» AIM OF THE TASK:
Please filter the entries below and copy every line that contains the word "stone".

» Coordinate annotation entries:
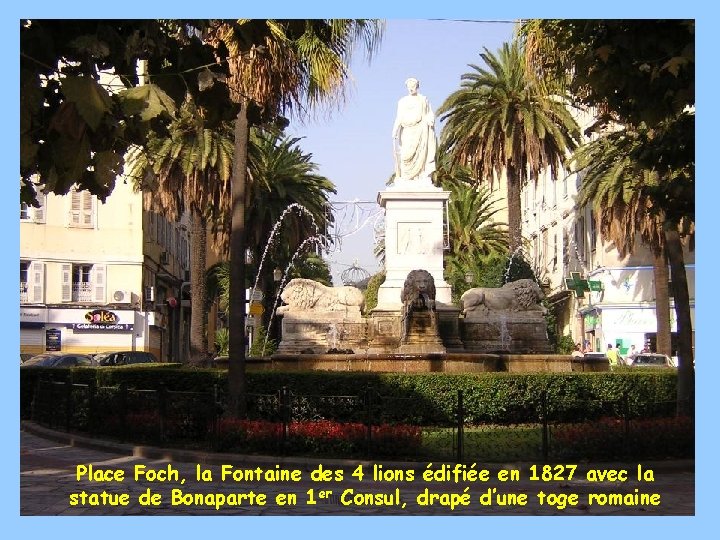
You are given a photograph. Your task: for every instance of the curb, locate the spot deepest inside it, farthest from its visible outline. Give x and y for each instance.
(219, 458)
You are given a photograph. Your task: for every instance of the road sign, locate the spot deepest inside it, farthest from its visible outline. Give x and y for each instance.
(256, 309)
(575, 283)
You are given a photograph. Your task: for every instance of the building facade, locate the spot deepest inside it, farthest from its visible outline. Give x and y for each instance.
(564, 244)
(97, 277)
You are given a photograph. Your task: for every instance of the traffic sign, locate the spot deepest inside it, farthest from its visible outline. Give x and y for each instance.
(256, 309)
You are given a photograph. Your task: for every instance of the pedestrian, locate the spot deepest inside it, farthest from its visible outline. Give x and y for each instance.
(612, 355)
(630, 358)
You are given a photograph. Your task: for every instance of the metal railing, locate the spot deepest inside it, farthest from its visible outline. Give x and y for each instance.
(364, 425)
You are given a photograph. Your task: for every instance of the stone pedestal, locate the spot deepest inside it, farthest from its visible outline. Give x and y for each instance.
(422, 334)
(414, 238)
(317, 333)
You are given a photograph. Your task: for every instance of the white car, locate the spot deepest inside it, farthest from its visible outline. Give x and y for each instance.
(652, 360)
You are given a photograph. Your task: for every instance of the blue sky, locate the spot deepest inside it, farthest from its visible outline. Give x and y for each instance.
(352, 146)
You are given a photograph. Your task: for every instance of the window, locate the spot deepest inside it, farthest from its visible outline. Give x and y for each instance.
(544, 249)
(82, 209)
(32, 282)
(24, 270)
(580, 239)
(83, 283)
(33, 214)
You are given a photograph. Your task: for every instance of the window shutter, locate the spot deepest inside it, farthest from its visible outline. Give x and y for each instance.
(87, 209)
(39, 213)
(37, 285)
(99, 283)
(67, 282)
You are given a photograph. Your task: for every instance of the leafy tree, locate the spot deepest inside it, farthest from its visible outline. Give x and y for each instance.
(500, 123)
(76, 125)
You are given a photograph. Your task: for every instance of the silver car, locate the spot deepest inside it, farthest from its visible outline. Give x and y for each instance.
(57, 359)
(652, 360)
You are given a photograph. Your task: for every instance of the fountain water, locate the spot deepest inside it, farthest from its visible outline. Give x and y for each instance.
(273, 233)
(320, 243)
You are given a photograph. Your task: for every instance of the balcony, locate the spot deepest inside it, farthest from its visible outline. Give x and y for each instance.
(82, 292)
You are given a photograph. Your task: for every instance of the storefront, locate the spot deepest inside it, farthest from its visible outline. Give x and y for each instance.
(81, 330)
(624, 326)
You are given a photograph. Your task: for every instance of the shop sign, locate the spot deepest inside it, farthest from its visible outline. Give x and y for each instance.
(53, 340)
(101, 316)
(96, 327)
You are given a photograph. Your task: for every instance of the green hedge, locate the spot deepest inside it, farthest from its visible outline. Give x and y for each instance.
(419, 399)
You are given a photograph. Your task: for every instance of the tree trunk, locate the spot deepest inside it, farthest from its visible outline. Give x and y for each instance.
(514, 209)
(661, 276)
(198, 292)
(237, 385)
(686, 360)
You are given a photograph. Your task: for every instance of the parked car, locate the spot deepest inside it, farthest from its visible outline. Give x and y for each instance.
(596, 356)
(652, 360)
(58, 359)
(124, 358)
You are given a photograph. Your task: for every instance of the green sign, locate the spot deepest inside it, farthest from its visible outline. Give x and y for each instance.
(575, 283)
(580, 286)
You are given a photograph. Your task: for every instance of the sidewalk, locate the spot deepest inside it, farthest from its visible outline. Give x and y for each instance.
(194, 486)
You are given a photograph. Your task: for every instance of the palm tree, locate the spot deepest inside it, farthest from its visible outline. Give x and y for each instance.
(628, 200)
(646, 86)
(275, 66)
(474, 232)
(501, 122)
(188, 168)
(621, 197)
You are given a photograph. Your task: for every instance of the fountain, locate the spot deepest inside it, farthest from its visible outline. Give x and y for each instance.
(415, 327)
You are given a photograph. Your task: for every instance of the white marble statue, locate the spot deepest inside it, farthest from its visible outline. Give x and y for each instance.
(414, 131)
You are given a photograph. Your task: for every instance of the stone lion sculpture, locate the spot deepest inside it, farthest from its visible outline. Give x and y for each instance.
(417, 294)
(520, 295)
(307, 295)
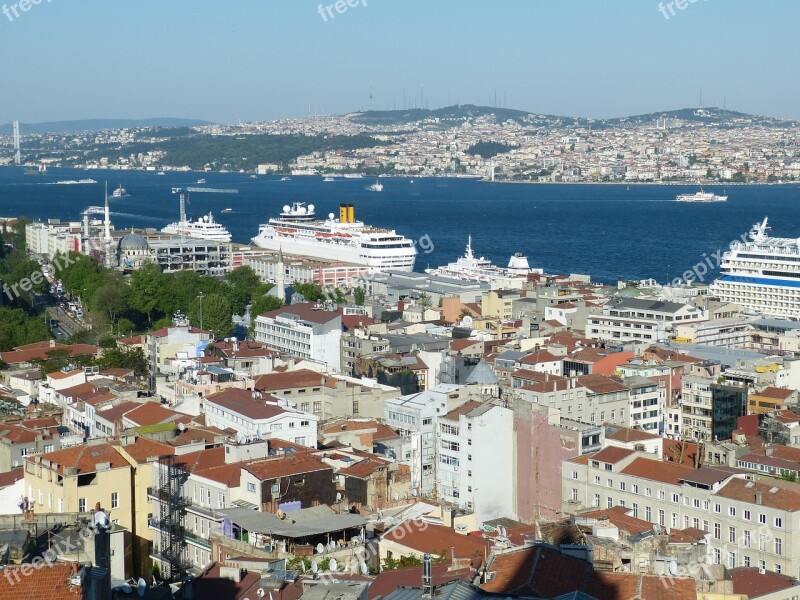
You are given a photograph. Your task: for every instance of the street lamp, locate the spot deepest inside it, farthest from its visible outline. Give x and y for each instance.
(201, 295)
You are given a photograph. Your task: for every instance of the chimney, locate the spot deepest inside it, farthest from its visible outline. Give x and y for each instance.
(427, 576)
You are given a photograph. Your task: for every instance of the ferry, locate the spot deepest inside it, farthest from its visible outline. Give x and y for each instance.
(701, 196)
(761, 273)
(298, 231)
(471, 268)
(205, 228)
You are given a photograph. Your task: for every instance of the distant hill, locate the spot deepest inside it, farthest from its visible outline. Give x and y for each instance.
(451, 115)
(99, 125)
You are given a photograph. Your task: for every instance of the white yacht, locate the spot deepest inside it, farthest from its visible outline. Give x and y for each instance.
(205, 227)
(701, 196)
(471, 268)
(761, 273)
(298, 231)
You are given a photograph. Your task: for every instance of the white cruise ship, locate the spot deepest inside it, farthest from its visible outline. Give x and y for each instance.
(205, 227)
(761, 273)
(701, 196)
(298, 231)
(471, 268)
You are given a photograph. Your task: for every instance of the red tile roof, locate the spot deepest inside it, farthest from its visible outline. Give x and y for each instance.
(84, 458)
(748, 581)
(289, 380)
(243, 403)
(774, 493)
(423, 537)
(284, 466)
(656, 470)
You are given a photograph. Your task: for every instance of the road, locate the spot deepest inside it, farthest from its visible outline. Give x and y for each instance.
(66, 325)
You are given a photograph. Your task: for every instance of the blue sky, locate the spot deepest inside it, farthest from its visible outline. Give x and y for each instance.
(267, 59)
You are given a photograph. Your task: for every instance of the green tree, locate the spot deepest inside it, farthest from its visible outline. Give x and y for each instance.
(216, 314)
(146, 286)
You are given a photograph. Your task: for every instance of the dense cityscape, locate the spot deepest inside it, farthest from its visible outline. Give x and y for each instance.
(325, 408)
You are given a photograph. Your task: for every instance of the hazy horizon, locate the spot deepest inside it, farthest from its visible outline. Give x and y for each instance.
(264, 61)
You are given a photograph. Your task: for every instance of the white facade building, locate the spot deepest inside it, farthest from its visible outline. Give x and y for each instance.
(260, 416)
(304, 330)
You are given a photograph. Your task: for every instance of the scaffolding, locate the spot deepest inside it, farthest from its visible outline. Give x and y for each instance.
(172, 511)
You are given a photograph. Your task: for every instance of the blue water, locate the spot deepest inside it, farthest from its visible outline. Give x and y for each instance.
(603, 230)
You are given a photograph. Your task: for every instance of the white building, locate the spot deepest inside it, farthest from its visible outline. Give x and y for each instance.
(255, 415)
(305, 330)
(632, 319)
(475, 470)
(415, 416)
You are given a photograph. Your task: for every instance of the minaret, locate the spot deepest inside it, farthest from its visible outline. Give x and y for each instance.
(107, 230)
(280, 277)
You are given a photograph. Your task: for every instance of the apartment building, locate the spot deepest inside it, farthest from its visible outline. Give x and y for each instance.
(466, 475)
(305, 330)
(750, 523)
(636, 319)
(256, 415)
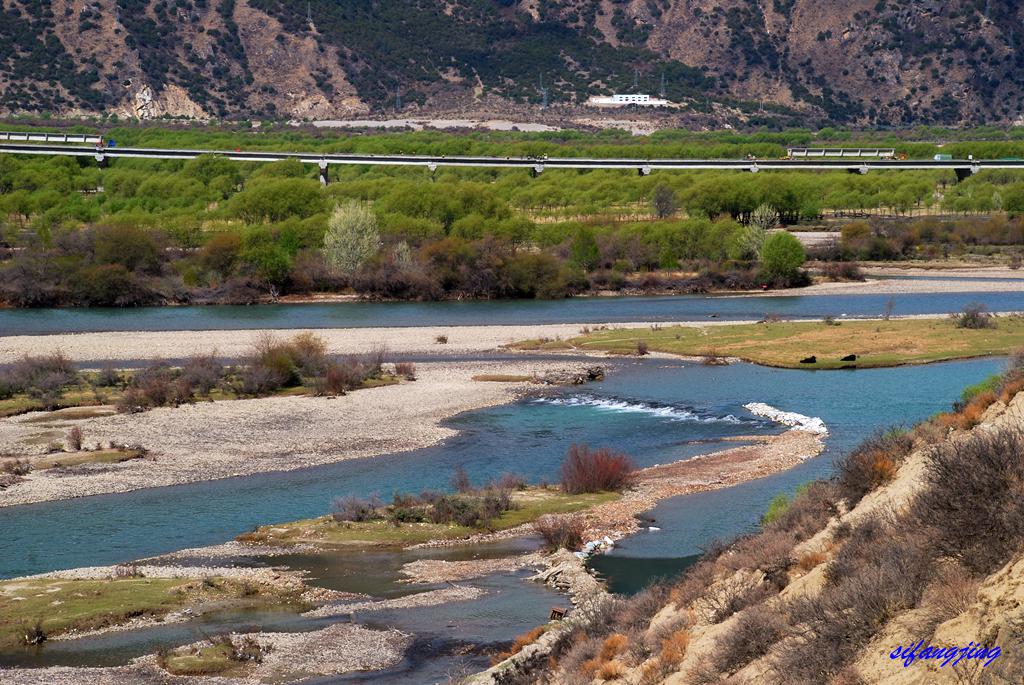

» ANSWER TO THIS EXERCISE:
You are given a photograph. Your task: for every instance of the stone pedestal, locate the spot deepest inside it, farthest from its visible outline. Give x and y for each instance.
You are given a photograph. Your task: for every instance of the stone lion sculpture, locate the spot deepest inside it, farthest from its visible outline. Give x and y for each instance.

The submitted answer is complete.